- [SELECTED PASSAGE]:
== Segment start ==

In the end, that choice enriched the family's life, and taught the community the meaning of a "good death".
We may tend to think of death as the opposite of a good life, its enemy. But when confronted with a terminal illness that represents unmistakeable proof of our mortality, a few people are discovering that the same definitions apply to a good death: loving connections, use of our gifts with purpose and hope, the ability to live fully in the days that remain.
Over the last 19 months of his life, a Massachusetts pastor and high school teacher, Howie Rich, created a valuable model for his family and friends. Through inspiration and improvisation in the most stressful time of his life, he created a blueprint for A Good Death.
One day in the spring of 2009, Howie Rich woke up with a headache, which was surprising because, as his wife, Renie, notes, “He wasn’t a headache kind of guy.” By the next morning, he was in the hospital emergency room, headed toward an MRI, where a brain hemorrhage was discovered.
The suburban hospital immediately transferred Howie to Beth Israel in Boston, where MRIs revealed Stage IV Glioblastoma., requiring surgery and courses of radiation and chemotherapy. The prognosis: patients with this kind of brain cancer typically survive for 12-18 months.
Two weeks before that first headache, Howie, a voracious reader, had been perusing a book by Joan Chittister when he came across a passage that struck a chord:
“Hope and despair are not opposites. They are cut from the very same cloth, made from the very same material, shaped from the very same circumstances. Most of all, every life finds itself forced to choose one from the other, one day at a time, one circumstance after another. The only difference between the two is that despair shapes an attitude of mind; hope creates a quality of soul. Despair colors the way we look at things, makes us suspicious of the future, makes us negative about the present. Hope, on the other hand, takes life on its own terms, knows that whatever happens God lives in it and, and expects that, whatever its twists and turns, it will ultimately yield its good to those who live it well.
“When tragedy strikes, when trouble comes, when life disappoints us, we stand at the crossroads between hope and despair, torn and hurting. Despair cements us in the pre- sent; hope sends us dancing around dark corners trusting in a tomorrow we cannot see. Despair says that there is no place to go but here. Hope says that God is waiting for us someplace else, Begin again.” (Joan Chittister, The Psalms: Meditations for Every Day of the Year, page 44, Crossroad Publishing, New York, NY)
Inspired by that quote, Howie began to formulate a personal response to his diagnosis that was suffused with hope. He determined to be transparent about his illness with close friends and parishioners; he accepted and encouraged members of the community to support him and his family in the gritty details of chemo, MRIs, and experimental procedures; once he was able, he went back to preaching each Sunday at his church; and he shared the spiritual insights of his journey with hundreds of friends and acquaintances through weekly emails.
This powerful documentary film chronicles Howie Rich’s journey with brain cancer over the last 19 months of his life. Comprised of a series of interviews conducted with the principal players in the story, the film captures the shock, anguish, and devastation of the initial diagnosis, the long, sometimes difficult but creative and caring path of the medical care administered by Dr. Eric Wong of Harvard Medical School and Beth Israel Deaconess Hospital in Boston, the crushed hopes, discouraging test results and “bumps in the road” experienced by any cancer patient who does not go into remission, and finally, the ultimate understanding of his cancer journey as being “a gift”, in Howie’s words, an opportunity to strengthen his connections to his family, his closest friends, and the community around him.

== Segment end ==

- [DATA SUPPLIED]:
== Segment start ==

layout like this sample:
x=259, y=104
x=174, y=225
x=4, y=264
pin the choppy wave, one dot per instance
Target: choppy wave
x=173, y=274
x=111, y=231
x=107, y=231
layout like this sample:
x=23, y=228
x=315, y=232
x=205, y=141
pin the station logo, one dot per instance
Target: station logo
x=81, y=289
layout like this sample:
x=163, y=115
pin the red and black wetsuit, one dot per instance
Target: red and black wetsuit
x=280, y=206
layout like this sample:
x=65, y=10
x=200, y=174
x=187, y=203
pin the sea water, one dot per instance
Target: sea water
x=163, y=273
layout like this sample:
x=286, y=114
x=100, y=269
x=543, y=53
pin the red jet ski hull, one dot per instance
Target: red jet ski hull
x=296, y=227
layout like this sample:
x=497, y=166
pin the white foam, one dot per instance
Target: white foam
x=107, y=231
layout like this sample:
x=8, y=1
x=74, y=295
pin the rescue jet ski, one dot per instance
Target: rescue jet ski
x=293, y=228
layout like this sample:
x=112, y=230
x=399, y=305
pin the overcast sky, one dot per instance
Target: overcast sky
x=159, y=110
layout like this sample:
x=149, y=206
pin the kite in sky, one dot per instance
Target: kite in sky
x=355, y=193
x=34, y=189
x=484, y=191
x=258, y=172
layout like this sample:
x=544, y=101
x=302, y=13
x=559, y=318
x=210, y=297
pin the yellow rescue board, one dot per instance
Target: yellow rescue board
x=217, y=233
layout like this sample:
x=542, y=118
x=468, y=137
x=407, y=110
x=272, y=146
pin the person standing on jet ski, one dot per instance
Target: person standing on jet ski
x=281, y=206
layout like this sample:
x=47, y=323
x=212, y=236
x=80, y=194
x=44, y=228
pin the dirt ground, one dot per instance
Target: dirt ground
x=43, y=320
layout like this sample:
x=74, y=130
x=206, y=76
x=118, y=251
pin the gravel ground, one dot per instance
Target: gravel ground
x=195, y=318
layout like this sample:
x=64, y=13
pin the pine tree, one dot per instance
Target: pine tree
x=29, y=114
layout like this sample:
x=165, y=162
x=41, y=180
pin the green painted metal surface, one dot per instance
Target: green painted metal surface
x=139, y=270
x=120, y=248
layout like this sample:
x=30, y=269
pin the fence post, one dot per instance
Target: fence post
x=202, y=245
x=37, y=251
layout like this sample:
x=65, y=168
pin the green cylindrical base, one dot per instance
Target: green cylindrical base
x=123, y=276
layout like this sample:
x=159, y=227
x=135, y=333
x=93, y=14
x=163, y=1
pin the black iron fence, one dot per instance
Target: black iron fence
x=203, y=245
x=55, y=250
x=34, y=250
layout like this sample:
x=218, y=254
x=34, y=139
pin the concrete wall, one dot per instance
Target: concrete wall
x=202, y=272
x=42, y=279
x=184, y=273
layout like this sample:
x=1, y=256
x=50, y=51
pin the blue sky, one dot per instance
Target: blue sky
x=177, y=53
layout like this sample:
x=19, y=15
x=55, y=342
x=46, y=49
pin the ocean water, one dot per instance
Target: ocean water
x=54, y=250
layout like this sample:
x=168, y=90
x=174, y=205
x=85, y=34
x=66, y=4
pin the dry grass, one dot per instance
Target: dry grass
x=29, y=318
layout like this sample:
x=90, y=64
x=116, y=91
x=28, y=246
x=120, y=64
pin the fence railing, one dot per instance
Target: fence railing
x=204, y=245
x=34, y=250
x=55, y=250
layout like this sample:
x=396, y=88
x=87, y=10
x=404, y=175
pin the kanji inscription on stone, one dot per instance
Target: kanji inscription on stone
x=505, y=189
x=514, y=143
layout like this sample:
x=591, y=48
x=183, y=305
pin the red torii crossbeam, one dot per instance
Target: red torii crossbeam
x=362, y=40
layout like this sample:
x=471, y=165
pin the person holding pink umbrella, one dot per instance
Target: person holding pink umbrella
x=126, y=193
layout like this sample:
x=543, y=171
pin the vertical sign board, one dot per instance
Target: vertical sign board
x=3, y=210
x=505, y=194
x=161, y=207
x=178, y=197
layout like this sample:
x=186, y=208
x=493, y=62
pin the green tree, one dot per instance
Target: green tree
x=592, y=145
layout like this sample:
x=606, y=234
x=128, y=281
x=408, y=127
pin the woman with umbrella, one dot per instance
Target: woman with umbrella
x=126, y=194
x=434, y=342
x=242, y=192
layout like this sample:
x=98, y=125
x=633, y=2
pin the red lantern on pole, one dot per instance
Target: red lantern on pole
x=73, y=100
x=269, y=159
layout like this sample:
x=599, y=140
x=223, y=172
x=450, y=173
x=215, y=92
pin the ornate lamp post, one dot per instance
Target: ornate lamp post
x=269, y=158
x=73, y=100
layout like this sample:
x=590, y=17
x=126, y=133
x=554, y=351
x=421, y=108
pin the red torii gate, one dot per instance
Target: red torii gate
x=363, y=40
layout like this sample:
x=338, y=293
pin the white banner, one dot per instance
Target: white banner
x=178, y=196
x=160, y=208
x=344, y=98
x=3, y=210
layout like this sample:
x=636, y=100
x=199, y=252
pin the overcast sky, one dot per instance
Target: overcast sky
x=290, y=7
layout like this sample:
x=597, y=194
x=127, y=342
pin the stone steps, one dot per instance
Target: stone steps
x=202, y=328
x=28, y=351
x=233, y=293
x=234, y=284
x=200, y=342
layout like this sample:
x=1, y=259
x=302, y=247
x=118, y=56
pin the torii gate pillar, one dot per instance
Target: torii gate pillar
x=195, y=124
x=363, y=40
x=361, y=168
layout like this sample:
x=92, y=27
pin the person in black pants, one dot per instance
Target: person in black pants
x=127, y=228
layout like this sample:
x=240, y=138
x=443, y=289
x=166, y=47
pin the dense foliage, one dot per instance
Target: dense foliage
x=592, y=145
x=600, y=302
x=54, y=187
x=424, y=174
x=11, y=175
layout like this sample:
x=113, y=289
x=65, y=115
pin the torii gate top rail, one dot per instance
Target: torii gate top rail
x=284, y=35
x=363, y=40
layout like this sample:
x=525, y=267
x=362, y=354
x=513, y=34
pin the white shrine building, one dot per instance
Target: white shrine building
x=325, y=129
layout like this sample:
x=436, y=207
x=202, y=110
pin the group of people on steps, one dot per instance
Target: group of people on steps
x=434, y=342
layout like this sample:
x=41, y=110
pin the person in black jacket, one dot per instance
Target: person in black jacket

== Segment end ==

- [PROBLEM SET]:
**A)** Please render this sentence from the text on Howie Rich in Spanish: "We may tend to think of death as the opposite of a good life, its enemy."
**B)** In the text on Howie Rich, which things define a good death as well as a good life? List every one.

- [ANSWERS TO THE EXERCISE]:
**A)** Tal vez tendamos a pensar en la muerte como lo opuesto a una buena vida, su enemiga.

**B)**
- loving connections
- use of our gifts with purpose and hope
- the ability to live fully in the days that remain